§ **The problem**
Rescale the lines starting at the one containing "shape point(62, 53)" and ending at the one containing "point(52, 62)". Write them all out again with the requests included, multiplying every answer coordinate by 2.6 and rounding it to a whole number (halves up), while leaving the numbers in the requests unchanged and adding no other lines.

# # # # # # #

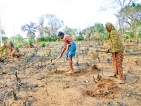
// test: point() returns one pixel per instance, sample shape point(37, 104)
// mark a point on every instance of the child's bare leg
point(70, 64)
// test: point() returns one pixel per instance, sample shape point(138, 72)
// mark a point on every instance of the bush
point(19, 45)
point(79, 38)
point(30, 42)
point(5, 52)
point(43, 44)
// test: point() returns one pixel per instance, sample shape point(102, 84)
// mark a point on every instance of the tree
point(54, 24)
point(99, 28)
point(41, 26)
point(31, 29)
point(133, 18)
point(69, 31)
point(118, 5)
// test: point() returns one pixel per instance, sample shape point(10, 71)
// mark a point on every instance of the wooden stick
point(53, 62)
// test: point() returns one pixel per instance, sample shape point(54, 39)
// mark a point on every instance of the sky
point(74, 13)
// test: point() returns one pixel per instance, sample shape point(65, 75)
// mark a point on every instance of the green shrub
point(5, 52)
point(43, 44)
point(19, 45)
point(79, 38)
point(30, 42)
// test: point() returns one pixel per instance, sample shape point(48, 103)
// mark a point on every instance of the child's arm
point(65, 47)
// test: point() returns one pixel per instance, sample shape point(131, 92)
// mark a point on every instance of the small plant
point(43, 44)
point(19, 45)
point(5, 52)
point(30, 42)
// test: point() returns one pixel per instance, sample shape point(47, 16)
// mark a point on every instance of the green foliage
point(52, 38)
point(129, 35)
point(79, 38)
point(5, 52)
point(43, 44)
point(30, 42)
point(4, 38)
point(19, 45)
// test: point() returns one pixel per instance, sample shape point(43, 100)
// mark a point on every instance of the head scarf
point(110, 26)
point(114, 38)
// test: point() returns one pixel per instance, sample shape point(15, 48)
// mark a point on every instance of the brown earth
point(28, 82)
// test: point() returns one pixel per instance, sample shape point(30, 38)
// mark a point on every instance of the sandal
point(114, 75)
point(121, 82)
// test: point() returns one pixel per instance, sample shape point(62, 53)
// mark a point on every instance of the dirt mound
point(104, 88)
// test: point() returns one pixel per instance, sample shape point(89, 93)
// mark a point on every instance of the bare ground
point(36, 85)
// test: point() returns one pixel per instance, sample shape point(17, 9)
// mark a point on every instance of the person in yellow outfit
point(116, 48)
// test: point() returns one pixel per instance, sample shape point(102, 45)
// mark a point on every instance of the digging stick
point(52, 62)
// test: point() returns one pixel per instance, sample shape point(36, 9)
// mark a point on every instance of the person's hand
point(60, 56)
point(107, 51)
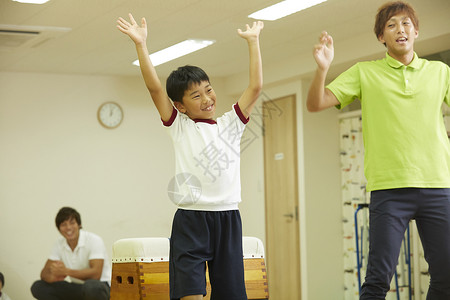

# # # # # # #

§ **In response**
// test: point() returns one pixel per instance, sample shape point(62, 53)
// mark a point on every instance of the dirt mound
point(270, 229)
// test: point() returns one pixel per instance, sample shape point(89, 93)
// mark a point on every instance of the bare ground
point(94, 221)
// test: point() returns one pixel per instance, sample shape point(17, 9)
// mark a point on every instance of the person in yellow outfit
point(302, 125)
// test: point() returns one pixel per instance, sample shape point(102, 45)
// mark a point on every instance of the digging stick
point(135, 161)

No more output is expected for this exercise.